━━━ PASSAGE DU TEXTE ━━━
Il fait toujours en campagne ce petit vent délicieux, celui qui entre par ma fenêtre de nuit et m'amène à dire que l'air pur de la campagne n'a dont rien à voir avec celui de Montréal. Est-ce possible de passer aussi rapidement de l'un à l'autre? De se désintoxiquer aussi vite? La suite des événements nous le dira...

Je vous offre un poème purement... issu de la campagne. Tout comme celui de l'ange. J'espère qu'il vous plaira.



rhapsodie manuelle


la main ne retrouve plus l’espace perdu
derrière la porte elle écoute Mahler
solitude couleur vanille et sable

une main tendue à perte d’espace
devant la moustiquaire étoilée pleure Mendelshon
tristesse couleur d’odeurs balnéaires

cette main recherche l’espace du temps des musiques
accroche opus et köchel au bout des doigts
des violons Paganini, des pianos Liszt



la main telle une harpe déployée
sur les vagues Debussy siffle
de longs et profonds crescendos

une main suspendue comme une ombre aux arbres
relance au fond des espaces musicaux
un Mozart léger, un Beethoven souffrant

cette main qui court sur les notes d’été
chez Bartok, puis Saint-Saens, s’arrête
soupire une sérénade ruisselante de frissons

Au prochain saut

lundi 25 juillet 2011

QUATRE (4) CENT-SEPT (07)



Paul Valéry - on ne le cite pas très souvent celui-ci - dit qu'«un ange ne diffère du démon que par une réflexion qui ne s'est pas encore présentée à lui.»


Notre ami ROBERT ouvre trois portes. Par la première, la plus utilisée, il dit qu'il s'agit d'un être spirituel intermédiaire entre Dieu et les hommes, un ministre des volontés divines. La deuxième, plus à la hauteur des hommes, parle d'une personne parfaite, utilisée comme terme d'affection. La troisième, assez rare, pour nommer un grand poisson de mer.

De mon côté, et nonobstant ce que j'ai déjà écrit ici sur les anges, je serais porté à associer ce concept à celui des signes. Le poème que je vous offre aujourd'hui - un ange a passé - ira dans ce sens. Un signe - combien de fois ne les remarquons-nous pas - et si oui, ne les décodons qu'une fois le message transformé en réalité. Cet avant-coureur innocent, je le vois transporté par un messager qui ne réfère absolument pas à Dieu ou ses semblables. Hermès de cette espèce de réalité située entre le réel et le non-réel: l'entre-réalité. Belle idée, n'est-ce-pas? Vous souhaiteriez que j'aille un peu plus loin? Tentons...

Dans le réel, les anges n'existent pas sauf lorsqu'on utilise le terme afin de l'associer à l'affection.
━━━
■ EXERCICE ÉCRIT A ■
Reproduisez le passage entre « Au prochain saut » et « poisson de mer. », ces deux bornes comprises.
■ EXERCICE ÉCRIT B ■
Dans le passage, résumez sous forme de liste le paragraphe qui commence par « Notre ami ROBERT ouvre trois portes », en gardant ses informations essentielles.
■ EXERCICE ÉCRIT C ■
Pour chaque énoncé, dites par oui ou par non s'il concorde avec le passage, puis citez textuellement les mots qui tranchent. (i) Paul Valéry est très souvent cité. (ii) Le poème offert aujourd'hui s'intitule « un ange a passé ». (iii) Le messager évoqué réfère à Dieu.
Les items n'ont aucun rapport avec le passage.
━━━ EXTRAITS DES ITEMS ━━━
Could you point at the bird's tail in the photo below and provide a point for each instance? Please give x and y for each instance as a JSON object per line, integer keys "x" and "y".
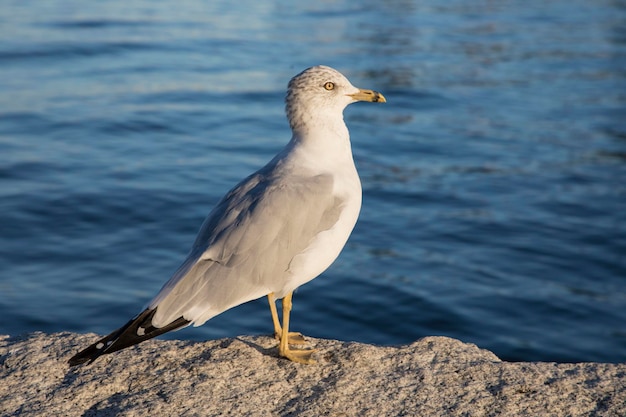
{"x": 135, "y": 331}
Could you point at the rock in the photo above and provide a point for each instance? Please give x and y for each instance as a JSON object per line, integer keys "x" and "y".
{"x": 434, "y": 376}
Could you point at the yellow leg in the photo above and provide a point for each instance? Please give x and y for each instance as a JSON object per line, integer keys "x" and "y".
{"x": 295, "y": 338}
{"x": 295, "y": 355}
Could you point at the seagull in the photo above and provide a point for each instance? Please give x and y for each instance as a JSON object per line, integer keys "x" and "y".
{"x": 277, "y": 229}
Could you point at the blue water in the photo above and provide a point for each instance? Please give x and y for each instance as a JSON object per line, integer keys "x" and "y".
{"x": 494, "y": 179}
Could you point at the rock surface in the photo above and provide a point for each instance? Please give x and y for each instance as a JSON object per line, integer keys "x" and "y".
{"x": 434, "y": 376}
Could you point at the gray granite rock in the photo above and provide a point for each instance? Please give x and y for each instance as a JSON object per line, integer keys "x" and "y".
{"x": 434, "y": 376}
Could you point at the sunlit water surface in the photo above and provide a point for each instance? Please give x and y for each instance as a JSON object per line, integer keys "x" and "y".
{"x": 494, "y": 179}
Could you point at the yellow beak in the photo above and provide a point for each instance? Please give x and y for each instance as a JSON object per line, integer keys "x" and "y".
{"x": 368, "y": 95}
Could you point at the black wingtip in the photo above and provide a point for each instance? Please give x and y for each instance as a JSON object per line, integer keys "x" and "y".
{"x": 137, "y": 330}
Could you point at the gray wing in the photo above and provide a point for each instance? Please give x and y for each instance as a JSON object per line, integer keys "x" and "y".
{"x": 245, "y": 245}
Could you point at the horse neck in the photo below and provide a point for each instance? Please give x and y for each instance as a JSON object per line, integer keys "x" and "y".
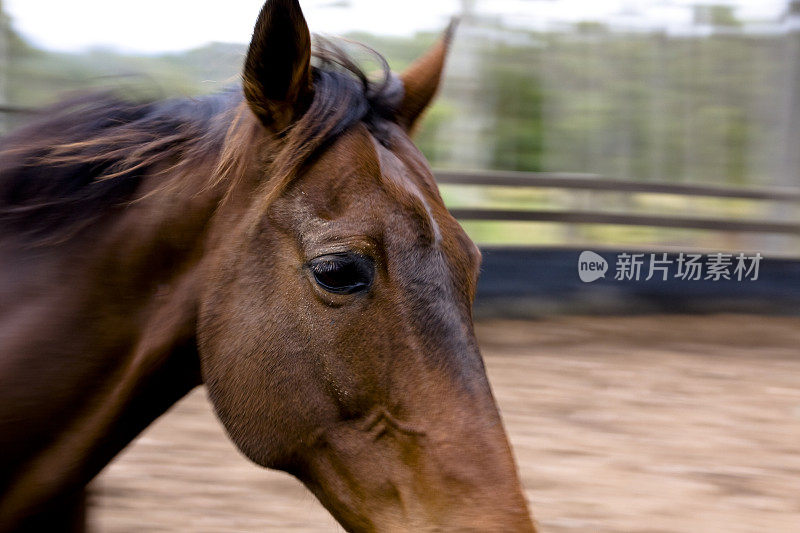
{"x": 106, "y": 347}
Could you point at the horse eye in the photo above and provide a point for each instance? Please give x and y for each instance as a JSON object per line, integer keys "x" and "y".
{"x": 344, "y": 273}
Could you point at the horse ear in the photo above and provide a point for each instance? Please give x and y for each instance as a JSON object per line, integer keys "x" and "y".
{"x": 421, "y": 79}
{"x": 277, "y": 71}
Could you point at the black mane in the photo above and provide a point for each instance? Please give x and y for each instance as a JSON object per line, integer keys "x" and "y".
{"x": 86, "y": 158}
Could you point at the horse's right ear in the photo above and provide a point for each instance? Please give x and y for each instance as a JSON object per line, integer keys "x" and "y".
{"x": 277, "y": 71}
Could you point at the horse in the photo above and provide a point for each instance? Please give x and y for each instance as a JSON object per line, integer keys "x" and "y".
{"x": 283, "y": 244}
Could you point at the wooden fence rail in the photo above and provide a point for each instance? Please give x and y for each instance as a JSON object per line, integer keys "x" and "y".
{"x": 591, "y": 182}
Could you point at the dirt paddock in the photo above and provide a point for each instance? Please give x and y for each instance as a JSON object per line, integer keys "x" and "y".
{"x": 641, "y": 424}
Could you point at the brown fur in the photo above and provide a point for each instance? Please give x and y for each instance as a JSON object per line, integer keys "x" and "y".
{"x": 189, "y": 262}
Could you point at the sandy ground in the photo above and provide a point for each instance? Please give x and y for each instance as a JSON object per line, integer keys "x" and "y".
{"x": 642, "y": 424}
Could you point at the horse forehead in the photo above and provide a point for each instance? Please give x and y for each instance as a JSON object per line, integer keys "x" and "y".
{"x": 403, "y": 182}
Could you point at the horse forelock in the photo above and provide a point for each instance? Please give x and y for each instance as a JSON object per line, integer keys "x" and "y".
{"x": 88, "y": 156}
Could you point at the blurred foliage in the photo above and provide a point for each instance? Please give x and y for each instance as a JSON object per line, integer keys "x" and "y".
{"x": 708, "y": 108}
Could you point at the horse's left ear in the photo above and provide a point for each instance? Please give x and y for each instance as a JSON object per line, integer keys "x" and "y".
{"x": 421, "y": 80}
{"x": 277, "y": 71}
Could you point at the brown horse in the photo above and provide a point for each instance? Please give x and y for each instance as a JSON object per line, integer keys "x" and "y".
━━━
■ RÉPONSE COMPLÈTE A ■
Au prochain saut

lundi 25 juillet 2011

QUATRE (4) CENT-SEPT (07)



Paul Valéry - on ne le cite pas très souvent celui-ci - dit qu'«un ange ne diffère du démon que par une réflexion qui ne s'est pas encore présentée à lui.»


Notre ami ROBERT ouvre trois portes. Par la première, la plus utilisée, il dit qu'il s'agit d'un être spirituel intermédiaire entre Dieu et les hommes, un ministre des volontés divines. La deuxième, plus à la hauteur des hommes, parle d'une personne parfaite, utilisée comme terme d'affection. La troisième, assez rare, pour nommer un grand poisson de mer.

■ RÉPONSE COMPLÈTE B ■
Le ROBERT donne trois sens :
- un être spirituel intermédiaire entre Dieu et les hommes, ministre des volontés divines (le sens le plus utilisé) ;
- une personne parfaite, terme d'affection ;
- un grand poisson de mer (sens assez rare).

■ RÉPONSE COMPLÈTE C ■
(i) Non : « on ne le cite pas très souvent celui-ci ».
(ii) Oui : « Le poème que je vous offre aujourd'hui - un ange a passé - ira dans ce sens. »
(iii) Non : « un messager qui ne réfère absolument pas à Dieu ou ses semblables ».